## Exercise requirements
Through the line with "Indicate the shepherd's" and starting from the first line, return the records below word for word, with pictures left out.

Excerpts from a dataset
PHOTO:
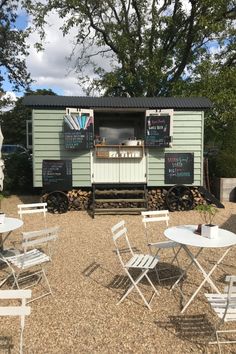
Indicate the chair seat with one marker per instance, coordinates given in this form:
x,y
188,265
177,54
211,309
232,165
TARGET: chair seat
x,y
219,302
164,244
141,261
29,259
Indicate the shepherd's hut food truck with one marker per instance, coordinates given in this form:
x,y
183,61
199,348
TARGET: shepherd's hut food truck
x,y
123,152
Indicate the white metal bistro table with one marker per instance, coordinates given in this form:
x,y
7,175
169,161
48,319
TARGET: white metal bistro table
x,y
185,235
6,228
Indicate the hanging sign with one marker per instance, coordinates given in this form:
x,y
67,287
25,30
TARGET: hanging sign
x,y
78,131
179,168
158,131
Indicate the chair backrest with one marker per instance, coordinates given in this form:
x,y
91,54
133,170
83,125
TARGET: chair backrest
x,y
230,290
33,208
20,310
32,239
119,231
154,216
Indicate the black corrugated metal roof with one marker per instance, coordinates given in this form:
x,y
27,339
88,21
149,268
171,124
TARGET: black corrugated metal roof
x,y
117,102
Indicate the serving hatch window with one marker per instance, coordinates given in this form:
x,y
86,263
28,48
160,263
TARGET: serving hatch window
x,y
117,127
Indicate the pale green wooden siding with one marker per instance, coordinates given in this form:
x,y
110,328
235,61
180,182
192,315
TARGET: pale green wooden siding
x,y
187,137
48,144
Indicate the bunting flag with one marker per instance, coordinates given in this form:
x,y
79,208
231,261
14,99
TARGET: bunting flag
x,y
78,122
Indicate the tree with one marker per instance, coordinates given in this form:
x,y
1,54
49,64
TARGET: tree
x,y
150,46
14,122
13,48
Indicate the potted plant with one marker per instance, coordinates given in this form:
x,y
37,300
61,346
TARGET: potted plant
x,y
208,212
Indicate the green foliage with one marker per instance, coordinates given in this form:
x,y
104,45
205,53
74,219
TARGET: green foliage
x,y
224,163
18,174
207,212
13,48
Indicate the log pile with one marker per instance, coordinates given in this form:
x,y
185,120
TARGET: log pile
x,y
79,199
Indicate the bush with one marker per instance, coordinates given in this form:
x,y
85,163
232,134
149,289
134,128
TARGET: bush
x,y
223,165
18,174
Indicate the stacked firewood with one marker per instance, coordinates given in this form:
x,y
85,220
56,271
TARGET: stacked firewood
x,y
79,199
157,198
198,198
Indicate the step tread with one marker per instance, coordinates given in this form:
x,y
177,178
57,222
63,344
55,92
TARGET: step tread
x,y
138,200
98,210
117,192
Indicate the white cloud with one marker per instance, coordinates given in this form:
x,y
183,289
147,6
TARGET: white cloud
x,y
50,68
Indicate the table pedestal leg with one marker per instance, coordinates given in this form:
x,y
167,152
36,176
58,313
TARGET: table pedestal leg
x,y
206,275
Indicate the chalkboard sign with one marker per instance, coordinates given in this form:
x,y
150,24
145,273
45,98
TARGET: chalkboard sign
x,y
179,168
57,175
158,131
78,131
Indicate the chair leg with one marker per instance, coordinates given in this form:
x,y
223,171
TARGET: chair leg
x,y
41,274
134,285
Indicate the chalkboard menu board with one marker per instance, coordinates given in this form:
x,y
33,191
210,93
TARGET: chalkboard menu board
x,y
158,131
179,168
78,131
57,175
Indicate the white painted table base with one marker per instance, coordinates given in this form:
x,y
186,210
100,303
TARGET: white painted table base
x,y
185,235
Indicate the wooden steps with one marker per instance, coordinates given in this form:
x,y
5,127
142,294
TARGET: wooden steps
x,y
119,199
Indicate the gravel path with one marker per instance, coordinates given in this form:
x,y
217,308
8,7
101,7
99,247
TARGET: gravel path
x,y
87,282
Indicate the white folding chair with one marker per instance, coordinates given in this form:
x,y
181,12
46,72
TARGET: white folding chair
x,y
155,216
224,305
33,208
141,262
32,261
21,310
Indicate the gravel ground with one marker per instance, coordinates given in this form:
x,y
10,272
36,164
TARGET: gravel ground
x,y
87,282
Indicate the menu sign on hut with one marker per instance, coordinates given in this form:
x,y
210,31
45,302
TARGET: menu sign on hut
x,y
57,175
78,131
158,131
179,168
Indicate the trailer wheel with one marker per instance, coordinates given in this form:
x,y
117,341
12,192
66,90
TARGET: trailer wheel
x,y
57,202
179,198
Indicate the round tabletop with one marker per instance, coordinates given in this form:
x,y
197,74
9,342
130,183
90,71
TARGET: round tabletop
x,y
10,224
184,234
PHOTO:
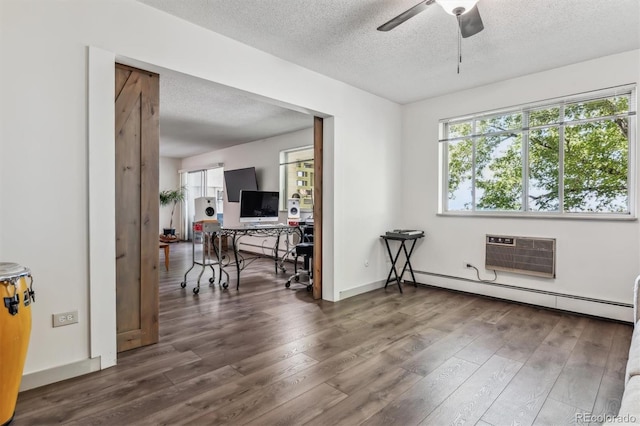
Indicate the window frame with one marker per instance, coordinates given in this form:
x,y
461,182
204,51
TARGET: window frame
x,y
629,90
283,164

## Answer for this exercise
PHOTO:
Indicate the chair seat with one marker per instance, coordinates given in this form:
x,y
188,265
177,54
211,309
232,165
TARGET: chair seat
x,y
219,302
164,244
141,261
29,259
Indicate the shepherd's hut food truck with one marker per instance, coordinates given in this form:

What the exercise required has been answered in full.